**Exercise**. Copy every line of the records that contains the word "instance", matching case exactly.

**Material to process**.
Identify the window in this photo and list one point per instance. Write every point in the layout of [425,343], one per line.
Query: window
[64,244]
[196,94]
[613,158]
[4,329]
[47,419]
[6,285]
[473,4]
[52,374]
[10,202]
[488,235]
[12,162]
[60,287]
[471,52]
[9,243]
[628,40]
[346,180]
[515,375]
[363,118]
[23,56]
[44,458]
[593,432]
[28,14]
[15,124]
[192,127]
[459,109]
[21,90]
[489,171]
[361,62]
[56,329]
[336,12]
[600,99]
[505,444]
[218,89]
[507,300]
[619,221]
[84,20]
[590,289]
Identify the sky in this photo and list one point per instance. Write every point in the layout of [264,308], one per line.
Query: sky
==
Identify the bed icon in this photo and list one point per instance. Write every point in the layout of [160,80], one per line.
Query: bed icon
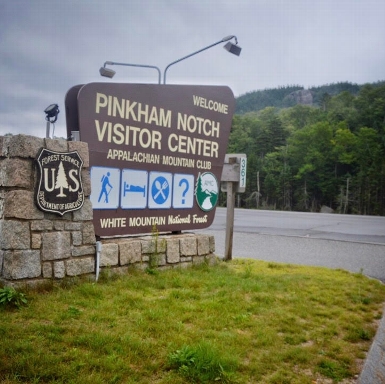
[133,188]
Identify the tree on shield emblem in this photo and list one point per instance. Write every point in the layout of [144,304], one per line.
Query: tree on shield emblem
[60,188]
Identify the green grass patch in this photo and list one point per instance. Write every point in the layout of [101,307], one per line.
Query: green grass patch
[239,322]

**Solution for this problem**.
Identify the window in this photo and list one point per instance. Write every point in the layout of [425,343], one per line.
Identify the sky in this photo and list one point per instance. Write every point in the layout of [264,308], one per line.
Identify the bed icon in this photo and list one point per instance. Write every point in the layout of [160,80], one per line.
Identify the tree on shield emblem in this photo and list one point per instance. Write every point in the layout of [144,304], one per line.
Identify the green grass patch in this photo and list one point per instance. Write every point in the layout of [101,307], one per line.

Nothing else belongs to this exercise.